## WHAT IS BEING ASKED:
Locate every line in the entries below that contains the word "dirt", and copy each of those lines.
* begin DATA ENTRIES *
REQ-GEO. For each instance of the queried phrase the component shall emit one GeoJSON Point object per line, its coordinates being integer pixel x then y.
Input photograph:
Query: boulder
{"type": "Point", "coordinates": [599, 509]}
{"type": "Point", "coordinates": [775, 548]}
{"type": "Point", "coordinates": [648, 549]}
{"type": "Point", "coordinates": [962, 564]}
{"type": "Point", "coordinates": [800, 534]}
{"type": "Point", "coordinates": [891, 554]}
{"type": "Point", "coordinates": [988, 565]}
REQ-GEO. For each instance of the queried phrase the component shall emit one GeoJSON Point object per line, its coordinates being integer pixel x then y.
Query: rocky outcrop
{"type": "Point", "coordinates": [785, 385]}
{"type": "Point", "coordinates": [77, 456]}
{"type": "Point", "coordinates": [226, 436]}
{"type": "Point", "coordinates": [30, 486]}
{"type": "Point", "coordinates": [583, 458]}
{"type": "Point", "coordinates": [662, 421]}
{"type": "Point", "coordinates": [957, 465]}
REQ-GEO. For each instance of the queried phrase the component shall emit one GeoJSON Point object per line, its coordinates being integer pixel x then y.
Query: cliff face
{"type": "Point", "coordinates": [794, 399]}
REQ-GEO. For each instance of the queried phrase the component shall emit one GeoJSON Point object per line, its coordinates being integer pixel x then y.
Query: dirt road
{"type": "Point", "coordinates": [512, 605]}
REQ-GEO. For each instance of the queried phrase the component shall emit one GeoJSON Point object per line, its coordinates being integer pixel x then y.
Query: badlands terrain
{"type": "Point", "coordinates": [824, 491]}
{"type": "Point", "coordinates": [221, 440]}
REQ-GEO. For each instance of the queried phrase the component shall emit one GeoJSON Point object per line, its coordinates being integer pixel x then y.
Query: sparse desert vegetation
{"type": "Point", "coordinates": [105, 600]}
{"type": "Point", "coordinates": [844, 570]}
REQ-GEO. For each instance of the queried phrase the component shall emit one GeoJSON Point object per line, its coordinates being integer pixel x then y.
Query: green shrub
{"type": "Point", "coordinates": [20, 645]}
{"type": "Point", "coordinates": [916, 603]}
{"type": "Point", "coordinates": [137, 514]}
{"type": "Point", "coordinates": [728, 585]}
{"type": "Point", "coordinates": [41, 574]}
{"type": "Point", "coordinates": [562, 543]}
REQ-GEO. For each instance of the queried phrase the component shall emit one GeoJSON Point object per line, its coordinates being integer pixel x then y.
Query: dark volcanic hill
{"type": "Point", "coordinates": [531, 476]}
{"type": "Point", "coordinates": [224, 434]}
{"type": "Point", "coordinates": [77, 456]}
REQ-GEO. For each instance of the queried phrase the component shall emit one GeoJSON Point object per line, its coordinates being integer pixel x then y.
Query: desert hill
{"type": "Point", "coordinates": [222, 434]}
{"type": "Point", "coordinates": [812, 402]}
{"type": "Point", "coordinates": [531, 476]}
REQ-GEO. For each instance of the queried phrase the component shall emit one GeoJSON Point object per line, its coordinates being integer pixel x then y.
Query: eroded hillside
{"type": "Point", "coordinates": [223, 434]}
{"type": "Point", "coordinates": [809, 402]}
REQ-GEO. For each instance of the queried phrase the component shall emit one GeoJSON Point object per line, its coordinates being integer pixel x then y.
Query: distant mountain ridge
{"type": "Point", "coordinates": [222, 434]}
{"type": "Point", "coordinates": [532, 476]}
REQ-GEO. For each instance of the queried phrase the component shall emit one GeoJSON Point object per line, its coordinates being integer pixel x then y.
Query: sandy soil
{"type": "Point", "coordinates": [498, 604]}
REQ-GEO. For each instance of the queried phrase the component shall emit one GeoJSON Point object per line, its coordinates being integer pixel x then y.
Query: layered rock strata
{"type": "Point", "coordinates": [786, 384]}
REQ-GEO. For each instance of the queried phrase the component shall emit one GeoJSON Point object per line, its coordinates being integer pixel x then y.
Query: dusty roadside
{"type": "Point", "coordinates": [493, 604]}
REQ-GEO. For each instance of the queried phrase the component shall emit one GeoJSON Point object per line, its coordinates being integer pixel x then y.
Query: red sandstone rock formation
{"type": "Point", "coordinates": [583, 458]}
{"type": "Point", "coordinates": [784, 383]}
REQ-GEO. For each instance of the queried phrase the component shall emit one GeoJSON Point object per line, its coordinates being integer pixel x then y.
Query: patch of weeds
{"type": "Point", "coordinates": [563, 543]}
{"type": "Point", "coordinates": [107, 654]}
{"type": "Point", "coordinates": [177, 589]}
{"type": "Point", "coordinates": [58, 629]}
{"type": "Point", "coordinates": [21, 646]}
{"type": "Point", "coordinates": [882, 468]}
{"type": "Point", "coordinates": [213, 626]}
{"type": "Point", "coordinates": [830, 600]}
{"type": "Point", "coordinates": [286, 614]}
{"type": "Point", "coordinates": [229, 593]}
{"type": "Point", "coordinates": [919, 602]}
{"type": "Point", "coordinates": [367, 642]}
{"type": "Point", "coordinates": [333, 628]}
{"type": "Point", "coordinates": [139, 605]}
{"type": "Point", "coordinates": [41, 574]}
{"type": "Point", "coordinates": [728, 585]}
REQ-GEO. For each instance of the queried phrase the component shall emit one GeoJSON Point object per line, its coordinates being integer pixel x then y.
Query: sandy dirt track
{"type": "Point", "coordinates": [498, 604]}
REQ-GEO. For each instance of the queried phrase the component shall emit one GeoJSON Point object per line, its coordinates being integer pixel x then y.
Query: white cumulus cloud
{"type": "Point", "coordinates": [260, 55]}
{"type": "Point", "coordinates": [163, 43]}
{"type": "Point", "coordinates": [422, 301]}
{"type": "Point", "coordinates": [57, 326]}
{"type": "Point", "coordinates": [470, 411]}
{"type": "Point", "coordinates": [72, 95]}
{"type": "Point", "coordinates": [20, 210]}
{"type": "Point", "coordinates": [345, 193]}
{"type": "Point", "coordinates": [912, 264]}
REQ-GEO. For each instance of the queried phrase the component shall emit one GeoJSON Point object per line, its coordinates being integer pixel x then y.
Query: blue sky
* end DATA ENTRIES *
## WRITTEN REPLY:
Query: dirt road
Query: sandy dirt track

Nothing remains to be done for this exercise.